*Task prompt:* Please resume the text on dog culls in China, picking up right after its final sentence.

*Text provided:*

—————

Photo credit: Facts and Details
Chinese pet lovers are particularly outraged by dog culls, when government authorities round up and kill thousands of dogs in what they say is an effort to stem the spread of rabies. The culls usually require the execution of every dog in an area, including pets.
“In August 2006, authorities called for a massive slaughter of dogs to stem an outbreak of rabies in the eastern city of Jining. Officials there ordered that all dogs found within a five kilometer radius of an area where rabies was found must be killed. A few days later 50,0000 dogs were killed in similar effort in Yunnan Province. Many of the dogs were clubbed to death in front of their owners.” According to a government official, clubbing had been chosen as the method of execution “because it was the most practical.”
During the cull, some dogs “were rooted out at night by making noises to get them barking. Only military and police dogs were [spared]. Sixteen people had died from rabies over eight months n the Jining area.”
Culls have “outraged” many Chinese. ”Internet chat lines were filled with chatter on the topic. Pet lovers launched petitions demanding that the killing be stopped. Humane societies filed law suits against the government for demanding the deaths of animals that had been vaccinated against rabies.”

—————

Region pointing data
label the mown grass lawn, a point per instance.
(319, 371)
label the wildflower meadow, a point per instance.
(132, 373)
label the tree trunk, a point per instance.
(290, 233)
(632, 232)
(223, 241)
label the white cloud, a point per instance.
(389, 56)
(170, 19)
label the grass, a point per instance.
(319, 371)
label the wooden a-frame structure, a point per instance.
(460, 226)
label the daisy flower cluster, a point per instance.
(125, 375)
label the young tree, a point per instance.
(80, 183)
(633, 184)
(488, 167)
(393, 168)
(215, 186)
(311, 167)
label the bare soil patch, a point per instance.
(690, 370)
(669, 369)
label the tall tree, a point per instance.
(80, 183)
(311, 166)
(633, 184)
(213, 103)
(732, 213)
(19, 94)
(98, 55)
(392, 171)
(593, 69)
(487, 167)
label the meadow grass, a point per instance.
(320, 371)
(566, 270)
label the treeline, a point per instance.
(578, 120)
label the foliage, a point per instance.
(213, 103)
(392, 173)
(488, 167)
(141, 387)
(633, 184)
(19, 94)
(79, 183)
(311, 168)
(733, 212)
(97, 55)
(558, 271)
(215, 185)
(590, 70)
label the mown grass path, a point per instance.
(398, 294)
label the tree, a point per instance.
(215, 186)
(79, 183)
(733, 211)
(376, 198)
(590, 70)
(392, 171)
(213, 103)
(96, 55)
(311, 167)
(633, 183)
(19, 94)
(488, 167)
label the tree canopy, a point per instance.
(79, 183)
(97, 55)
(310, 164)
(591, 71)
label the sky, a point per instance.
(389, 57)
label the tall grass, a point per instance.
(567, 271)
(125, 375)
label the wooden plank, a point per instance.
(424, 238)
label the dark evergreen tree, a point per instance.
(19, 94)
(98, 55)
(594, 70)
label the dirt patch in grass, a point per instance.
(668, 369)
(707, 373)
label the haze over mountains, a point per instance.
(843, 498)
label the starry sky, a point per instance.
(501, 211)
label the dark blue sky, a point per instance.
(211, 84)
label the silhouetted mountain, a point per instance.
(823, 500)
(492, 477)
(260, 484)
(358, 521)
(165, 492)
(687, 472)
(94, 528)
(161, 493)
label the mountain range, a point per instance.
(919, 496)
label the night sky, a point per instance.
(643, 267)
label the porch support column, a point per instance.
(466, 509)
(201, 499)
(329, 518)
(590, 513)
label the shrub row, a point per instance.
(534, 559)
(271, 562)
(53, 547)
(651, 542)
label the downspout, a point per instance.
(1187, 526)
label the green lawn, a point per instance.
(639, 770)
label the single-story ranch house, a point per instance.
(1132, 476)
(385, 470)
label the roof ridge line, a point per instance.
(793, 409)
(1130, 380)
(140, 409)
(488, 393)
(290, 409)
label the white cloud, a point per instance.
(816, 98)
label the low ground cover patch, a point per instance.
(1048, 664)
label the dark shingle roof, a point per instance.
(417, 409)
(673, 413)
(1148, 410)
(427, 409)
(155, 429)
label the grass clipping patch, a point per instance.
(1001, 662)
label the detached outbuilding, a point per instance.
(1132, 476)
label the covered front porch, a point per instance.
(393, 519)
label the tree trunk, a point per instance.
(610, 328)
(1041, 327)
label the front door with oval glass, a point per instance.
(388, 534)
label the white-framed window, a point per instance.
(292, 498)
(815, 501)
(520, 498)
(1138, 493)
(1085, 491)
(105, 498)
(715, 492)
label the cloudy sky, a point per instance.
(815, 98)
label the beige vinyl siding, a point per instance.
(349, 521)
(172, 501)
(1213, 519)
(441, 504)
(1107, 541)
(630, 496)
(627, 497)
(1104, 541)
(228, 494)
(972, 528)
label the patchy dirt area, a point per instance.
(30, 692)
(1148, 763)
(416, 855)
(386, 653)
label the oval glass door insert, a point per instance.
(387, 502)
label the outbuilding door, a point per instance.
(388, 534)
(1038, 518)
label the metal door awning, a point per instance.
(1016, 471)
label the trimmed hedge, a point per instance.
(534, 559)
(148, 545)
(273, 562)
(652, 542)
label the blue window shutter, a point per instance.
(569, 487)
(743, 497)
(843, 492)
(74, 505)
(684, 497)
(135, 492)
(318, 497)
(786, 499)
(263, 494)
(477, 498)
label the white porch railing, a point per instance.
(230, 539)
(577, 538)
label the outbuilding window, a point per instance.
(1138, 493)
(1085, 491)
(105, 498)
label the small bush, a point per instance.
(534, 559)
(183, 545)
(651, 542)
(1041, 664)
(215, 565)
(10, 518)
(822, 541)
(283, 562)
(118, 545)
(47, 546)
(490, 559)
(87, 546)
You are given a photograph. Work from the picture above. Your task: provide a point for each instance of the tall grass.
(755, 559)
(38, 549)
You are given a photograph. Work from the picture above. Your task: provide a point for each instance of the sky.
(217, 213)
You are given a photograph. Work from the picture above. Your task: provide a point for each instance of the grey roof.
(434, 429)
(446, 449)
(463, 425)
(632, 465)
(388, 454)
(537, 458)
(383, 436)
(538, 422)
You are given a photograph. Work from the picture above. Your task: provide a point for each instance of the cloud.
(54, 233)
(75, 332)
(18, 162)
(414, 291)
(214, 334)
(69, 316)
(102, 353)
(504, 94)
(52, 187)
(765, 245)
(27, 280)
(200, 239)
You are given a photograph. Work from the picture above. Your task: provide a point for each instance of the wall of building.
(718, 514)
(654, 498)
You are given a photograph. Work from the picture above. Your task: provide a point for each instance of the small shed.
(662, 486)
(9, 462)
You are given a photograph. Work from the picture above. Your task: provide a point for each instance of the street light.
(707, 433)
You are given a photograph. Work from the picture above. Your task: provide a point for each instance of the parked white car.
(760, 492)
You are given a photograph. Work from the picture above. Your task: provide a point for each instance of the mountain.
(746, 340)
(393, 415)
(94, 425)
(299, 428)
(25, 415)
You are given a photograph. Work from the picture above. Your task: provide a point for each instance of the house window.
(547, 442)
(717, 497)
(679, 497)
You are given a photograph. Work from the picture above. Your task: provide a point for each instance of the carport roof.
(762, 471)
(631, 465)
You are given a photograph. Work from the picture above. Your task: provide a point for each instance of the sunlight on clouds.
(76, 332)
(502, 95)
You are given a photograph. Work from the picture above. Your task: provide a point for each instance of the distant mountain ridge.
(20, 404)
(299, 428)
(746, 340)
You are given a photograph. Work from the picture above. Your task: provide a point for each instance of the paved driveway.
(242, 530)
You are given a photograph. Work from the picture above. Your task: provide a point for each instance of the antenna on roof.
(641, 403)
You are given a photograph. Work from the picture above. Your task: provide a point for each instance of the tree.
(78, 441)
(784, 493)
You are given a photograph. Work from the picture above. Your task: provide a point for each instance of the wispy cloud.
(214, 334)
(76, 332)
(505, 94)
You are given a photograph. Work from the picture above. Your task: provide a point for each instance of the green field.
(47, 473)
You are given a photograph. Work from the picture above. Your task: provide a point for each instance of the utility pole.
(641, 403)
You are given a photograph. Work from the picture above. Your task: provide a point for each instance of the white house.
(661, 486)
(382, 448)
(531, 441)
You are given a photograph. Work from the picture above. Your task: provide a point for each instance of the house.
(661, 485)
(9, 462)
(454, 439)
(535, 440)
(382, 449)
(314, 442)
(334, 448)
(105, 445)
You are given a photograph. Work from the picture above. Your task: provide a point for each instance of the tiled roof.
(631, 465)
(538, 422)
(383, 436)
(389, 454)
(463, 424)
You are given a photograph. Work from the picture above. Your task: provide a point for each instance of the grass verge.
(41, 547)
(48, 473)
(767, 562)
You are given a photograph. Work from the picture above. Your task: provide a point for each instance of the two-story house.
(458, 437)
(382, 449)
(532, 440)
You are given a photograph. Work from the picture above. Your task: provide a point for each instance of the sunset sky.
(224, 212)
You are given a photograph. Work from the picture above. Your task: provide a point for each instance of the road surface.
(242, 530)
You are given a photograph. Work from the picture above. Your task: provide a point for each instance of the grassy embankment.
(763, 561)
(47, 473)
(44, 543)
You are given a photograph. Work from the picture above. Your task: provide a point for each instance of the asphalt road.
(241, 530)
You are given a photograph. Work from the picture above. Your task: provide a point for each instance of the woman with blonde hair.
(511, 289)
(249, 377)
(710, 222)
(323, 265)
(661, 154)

—————

*Exercise answer:*
“Periodic dog culls in rabies-hit areas have not stopped its spread” but have spurred many Chinese to action. “The far northeastern town of Heihe was forced…after public outcry to reverse its plan to kill every dog in the city, instead allowing each family to keep one small dog.”
Many areas have adopted this rule in imitation of the one-child rule, and dog owners have reacted with similar vehemence against it. “These dogs are like family. How can you keep one and get rid of the others?” said Mrs Chen, a middle-aged housewife from Guangzhou. Mrs Chen is the owner of two dogs – a Pekingese mix and a terrier mutt – and would not give her full name because she feared that she might be traced by authorities who would then take one of her dogs.
As more people come to know and love dogs and cats, opposition to eating them will grow. But until that time comes, countless more animals will be killed, and more people will die of an easily preventable disease.